» ACTION ITEM
Lines before the one with "The client would like the tent" are left out; return that line and all that follow it, exactly, through the end of the data.

» Phrase grounding data
____
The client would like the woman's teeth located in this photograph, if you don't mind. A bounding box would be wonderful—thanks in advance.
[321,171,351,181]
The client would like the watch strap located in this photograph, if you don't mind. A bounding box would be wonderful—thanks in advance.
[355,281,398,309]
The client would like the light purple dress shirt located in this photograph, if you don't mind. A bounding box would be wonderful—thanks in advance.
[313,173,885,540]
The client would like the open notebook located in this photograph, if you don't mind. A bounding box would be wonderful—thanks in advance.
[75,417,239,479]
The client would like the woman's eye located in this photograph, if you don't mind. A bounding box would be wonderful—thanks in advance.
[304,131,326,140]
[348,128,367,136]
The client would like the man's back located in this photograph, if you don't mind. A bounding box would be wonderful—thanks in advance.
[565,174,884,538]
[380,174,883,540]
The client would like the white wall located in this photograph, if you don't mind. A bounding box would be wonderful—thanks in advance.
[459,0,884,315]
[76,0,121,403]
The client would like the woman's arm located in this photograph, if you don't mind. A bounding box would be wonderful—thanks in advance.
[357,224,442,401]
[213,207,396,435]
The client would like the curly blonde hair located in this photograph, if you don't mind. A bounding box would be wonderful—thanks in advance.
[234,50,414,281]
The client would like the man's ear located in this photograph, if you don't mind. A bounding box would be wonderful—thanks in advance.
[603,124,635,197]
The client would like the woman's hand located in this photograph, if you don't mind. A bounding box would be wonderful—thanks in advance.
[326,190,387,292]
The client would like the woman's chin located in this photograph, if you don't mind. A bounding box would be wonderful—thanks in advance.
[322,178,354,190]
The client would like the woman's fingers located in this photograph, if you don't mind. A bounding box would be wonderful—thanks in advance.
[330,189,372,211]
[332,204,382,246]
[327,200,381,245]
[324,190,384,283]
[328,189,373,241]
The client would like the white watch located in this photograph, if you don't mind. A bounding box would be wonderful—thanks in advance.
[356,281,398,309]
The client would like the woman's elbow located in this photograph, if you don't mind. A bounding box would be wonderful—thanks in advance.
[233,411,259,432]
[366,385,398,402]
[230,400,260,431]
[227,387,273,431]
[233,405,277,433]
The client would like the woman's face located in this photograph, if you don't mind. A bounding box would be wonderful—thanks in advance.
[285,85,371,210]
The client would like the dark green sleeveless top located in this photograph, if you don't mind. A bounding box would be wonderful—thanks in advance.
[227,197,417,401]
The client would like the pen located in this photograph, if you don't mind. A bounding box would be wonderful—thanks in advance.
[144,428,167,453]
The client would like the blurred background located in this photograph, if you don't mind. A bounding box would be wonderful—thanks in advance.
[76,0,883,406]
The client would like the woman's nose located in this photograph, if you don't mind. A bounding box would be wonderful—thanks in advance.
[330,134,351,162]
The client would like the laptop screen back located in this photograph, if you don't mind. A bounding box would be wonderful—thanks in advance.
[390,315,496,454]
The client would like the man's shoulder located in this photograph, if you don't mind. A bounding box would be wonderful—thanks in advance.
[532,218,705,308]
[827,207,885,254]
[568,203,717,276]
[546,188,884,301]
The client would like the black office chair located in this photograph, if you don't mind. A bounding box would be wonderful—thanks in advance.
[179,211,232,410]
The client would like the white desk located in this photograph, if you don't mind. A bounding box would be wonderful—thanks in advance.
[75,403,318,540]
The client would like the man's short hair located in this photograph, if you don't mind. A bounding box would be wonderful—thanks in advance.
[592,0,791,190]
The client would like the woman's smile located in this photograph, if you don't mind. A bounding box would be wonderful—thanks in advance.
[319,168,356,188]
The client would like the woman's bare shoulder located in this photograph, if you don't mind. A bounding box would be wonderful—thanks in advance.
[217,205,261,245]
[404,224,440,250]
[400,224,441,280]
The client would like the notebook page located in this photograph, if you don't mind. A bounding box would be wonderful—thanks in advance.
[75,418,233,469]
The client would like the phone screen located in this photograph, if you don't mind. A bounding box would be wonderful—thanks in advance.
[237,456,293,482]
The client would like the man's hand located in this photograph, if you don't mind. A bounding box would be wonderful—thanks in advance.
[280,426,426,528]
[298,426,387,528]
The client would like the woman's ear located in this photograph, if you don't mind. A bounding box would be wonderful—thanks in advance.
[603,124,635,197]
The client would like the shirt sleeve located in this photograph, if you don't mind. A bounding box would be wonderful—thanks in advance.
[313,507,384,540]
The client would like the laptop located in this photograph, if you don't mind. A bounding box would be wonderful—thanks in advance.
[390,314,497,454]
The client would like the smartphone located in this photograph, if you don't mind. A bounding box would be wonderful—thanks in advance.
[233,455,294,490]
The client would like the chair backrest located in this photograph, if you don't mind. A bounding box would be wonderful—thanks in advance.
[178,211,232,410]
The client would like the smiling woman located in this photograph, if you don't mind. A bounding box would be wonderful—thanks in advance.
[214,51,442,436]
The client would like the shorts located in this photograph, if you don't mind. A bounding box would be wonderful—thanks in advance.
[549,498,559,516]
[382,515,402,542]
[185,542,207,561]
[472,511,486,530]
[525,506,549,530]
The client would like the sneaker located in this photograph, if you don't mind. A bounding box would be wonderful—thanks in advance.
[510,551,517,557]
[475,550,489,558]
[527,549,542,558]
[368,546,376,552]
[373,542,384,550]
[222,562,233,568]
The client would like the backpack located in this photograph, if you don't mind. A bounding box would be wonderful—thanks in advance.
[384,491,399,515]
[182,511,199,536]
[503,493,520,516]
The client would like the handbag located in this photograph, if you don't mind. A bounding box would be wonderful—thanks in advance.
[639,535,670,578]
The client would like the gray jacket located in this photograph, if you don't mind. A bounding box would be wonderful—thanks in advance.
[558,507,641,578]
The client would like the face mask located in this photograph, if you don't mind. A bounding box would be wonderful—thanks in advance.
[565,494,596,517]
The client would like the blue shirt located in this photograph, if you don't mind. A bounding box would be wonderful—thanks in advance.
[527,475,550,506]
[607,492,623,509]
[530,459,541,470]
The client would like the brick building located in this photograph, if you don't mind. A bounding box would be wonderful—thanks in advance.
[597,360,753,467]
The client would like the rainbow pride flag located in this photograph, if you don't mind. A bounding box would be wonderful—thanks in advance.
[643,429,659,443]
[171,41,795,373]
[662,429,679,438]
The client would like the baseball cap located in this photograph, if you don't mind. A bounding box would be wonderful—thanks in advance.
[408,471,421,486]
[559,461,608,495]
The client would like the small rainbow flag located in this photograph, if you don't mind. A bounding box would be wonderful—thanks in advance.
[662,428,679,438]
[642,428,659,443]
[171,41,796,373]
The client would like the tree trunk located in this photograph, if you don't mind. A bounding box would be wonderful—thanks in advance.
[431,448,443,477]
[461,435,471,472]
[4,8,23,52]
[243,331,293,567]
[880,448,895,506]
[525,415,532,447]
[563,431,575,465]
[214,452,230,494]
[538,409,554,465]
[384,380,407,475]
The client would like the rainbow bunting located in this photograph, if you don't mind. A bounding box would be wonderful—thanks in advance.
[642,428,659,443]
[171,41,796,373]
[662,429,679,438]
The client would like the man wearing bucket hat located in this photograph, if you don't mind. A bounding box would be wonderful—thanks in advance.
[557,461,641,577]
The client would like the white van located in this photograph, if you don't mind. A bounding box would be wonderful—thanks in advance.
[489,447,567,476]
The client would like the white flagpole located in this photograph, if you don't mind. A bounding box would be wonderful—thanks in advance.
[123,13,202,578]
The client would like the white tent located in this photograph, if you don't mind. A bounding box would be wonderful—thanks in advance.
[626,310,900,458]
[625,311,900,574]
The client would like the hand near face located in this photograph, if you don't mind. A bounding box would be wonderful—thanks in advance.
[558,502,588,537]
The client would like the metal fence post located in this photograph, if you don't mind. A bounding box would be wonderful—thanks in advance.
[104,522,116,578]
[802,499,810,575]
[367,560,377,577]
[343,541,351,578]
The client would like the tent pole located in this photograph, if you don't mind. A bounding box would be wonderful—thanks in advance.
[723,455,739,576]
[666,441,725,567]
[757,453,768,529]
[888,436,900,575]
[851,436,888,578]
____
» YOUR RESPONSE
The client would like the tent pole located in this photograph, if you don't mind. A bounding box would be wonderful—thanks in advance.
[723,455,739,576]
[666,441,725,567]
[757,453,768,529]
[888,436,900,575]
[851,436,888,578]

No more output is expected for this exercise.